[START OF PROVIDED DATA]

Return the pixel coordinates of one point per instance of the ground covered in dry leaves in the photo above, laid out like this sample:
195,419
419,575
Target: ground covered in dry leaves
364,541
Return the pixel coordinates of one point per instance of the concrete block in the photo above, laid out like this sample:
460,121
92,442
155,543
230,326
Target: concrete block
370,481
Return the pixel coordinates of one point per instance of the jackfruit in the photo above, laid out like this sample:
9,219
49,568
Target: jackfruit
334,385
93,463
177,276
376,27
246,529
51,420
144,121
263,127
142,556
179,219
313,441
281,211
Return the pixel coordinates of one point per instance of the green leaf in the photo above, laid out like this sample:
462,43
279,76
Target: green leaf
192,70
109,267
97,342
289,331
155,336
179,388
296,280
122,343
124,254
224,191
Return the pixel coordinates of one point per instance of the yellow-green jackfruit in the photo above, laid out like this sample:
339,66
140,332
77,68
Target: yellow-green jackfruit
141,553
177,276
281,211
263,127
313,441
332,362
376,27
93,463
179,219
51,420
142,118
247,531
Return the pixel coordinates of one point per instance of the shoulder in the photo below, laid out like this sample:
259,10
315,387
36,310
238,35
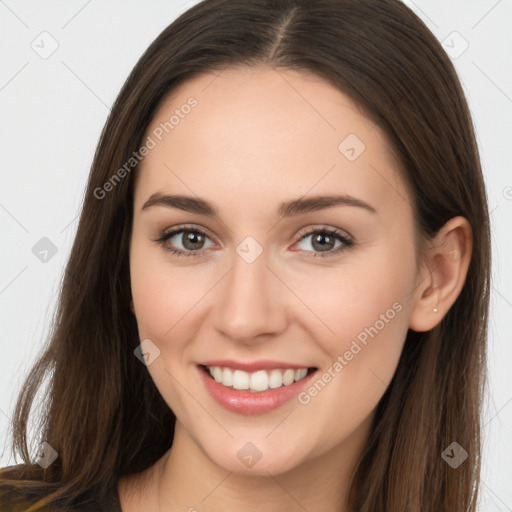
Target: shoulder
17,495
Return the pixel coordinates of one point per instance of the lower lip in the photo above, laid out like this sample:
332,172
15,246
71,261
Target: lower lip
247,402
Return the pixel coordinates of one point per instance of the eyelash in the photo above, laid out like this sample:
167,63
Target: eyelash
165,236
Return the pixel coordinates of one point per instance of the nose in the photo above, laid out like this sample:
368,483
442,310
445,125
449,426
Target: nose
251,302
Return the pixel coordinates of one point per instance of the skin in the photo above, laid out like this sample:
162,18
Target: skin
256,138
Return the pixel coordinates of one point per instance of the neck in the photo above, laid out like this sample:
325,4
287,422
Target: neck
185,478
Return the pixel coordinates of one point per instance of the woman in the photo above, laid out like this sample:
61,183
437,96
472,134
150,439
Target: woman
212,351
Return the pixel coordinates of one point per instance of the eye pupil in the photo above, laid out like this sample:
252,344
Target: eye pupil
194,238
319,237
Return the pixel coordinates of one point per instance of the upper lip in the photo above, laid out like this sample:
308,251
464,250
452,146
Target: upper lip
254,365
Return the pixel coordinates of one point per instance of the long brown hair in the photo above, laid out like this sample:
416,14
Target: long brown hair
104,415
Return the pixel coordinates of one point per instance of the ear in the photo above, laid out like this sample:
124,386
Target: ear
443,275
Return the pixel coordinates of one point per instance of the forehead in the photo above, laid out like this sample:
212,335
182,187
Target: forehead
245,136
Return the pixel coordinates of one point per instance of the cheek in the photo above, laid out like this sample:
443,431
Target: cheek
164,297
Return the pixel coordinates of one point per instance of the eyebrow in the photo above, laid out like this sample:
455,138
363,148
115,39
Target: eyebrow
286,209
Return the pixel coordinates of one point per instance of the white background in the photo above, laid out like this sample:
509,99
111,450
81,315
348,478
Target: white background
51,114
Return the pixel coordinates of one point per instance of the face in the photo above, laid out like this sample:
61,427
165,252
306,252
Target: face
298,306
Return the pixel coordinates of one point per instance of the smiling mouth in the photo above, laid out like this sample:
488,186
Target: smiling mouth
256,382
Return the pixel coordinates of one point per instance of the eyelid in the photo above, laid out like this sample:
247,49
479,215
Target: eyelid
347,239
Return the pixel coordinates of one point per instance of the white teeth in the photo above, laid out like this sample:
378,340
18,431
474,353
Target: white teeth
240,379
260,380
288,377
276,379
227,377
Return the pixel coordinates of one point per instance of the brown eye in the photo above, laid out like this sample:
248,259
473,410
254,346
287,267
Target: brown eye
184,241
324,241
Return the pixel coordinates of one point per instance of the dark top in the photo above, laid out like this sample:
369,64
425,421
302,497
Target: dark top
15,499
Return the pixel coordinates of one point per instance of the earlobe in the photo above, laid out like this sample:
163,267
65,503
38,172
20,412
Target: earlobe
448,260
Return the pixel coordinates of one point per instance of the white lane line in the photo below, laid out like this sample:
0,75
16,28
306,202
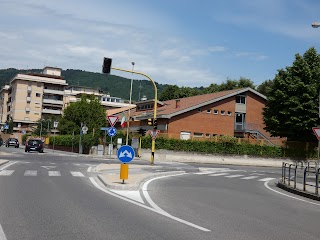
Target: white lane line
54,174
146,207
218,174
30,173
77,174
7,165
251,177
6,172
232,176
2,235
265,179
160,210
267,186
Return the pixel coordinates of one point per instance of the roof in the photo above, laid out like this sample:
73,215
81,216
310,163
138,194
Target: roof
169,110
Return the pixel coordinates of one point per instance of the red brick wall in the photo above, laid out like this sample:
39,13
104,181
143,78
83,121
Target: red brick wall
203,122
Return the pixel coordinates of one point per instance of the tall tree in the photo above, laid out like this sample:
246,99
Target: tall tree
292,105
87,111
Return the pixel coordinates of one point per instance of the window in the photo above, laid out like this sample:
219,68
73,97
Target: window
241,99
196,134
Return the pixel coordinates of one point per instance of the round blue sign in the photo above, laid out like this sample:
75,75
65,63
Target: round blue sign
125,153
112,131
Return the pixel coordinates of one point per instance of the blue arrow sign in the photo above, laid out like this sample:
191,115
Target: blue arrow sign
125,153
112,131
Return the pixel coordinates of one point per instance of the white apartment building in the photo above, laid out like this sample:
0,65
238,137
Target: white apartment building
32,96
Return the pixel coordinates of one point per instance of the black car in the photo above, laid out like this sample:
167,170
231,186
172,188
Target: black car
34,145
12,142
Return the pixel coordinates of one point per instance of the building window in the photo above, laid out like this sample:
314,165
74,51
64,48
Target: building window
196,134
241,99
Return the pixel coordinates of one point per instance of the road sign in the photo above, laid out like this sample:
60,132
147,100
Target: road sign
112,131
154,133
125,153
316,131
112,120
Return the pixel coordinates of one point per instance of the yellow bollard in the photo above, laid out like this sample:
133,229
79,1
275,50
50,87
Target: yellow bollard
124,171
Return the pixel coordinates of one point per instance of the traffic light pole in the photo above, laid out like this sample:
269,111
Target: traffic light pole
153,145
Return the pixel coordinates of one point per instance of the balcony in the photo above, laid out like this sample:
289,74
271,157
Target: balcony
52,101
51,111
51,91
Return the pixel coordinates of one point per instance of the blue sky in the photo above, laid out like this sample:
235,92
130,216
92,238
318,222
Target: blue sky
182,42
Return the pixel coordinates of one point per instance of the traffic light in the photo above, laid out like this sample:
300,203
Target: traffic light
155,123
142,131
106,67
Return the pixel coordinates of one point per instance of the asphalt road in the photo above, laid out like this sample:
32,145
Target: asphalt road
56,196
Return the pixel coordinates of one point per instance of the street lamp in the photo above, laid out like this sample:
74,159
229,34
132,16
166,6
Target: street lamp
316,25
128,121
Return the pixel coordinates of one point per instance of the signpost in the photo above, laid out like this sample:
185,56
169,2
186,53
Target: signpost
125,155
316,131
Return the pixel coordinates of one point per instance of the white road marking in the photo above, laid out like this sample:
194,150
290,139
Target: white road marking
232,176
6,172
161,212
265,179
133,195
218,174
77,174
2,235
251,177
299,199
54,174
7,165
48,167
30,173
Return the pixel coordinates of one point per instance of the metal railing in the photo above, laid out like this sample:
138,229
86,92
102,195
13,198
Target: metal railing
304,173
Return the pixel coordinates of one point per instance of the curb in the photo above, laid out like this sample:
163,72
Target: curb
139,184
298,191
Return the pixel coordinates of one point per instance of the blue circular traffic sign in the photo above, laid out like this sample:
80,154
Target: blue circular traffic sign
125,153
112,131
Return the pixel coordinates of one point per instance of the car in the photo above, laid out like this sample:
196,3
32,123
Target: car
12,142
34,145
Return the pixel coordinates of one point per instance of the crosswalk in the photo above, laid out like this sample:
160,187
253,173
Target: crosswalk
226,173
34,173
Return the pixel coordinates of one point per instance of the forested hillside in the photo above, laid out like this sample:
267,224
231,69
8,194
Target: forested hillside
114,85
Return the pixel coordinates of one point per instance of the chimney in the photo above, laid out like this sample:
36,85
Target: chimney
177,103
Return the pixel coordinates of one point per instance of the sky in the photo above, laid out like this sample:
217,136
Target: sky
179,42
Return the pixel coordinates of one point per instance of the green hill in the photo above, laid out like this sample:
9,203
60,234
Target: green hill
110,84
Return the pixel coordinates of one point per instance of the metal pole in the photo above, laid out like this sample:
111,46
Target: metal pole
154,108
128,120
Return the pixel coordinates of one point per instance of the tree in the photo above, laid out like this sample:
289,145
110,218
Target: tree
292,106
87,111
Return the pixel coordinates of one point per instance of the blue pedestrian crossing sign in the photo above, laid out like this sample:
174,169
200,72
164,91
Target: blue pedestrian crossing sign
125,153
112,131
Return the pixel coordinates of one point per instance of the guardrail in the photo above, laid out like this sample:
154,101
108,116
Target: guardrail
305,174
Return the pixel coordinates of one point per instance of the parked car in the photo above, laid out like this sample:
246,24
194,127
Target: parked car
12,142
34,145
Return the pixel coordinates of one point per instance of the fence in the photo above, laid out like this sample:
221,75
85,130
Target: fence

[END OF PROVIDED DATA]

■ PROBLEM DETAILS:
Go back to the data above and please quote exactly, and only, the lines from the line with "the blue pedestrian" through its last line.

■ COMPLETE ANSWER:
Return the pixel coordinates of one point per instance of the blue pedestrian crossing sign in the photo above, laid out like this sample:
174,169
200,72
164,91
Target: blue pedestrian crossing sign
125,153
112,131
Return the pixel coordinates of one point per instance of the guardrail in the photo above, laid out like this sample:
154,101
108,116
Target: guardrail
305,174
Return the pixel coordinates of one point per instance of the parked car in the photo above, laid out like this sample:
246,24
194,127
Target: parked car
12,142
34,145
Return the pixel coordinates of one point per instance of the fence in the photo above, laid out like this sample:
221,75
85,130
Target: fence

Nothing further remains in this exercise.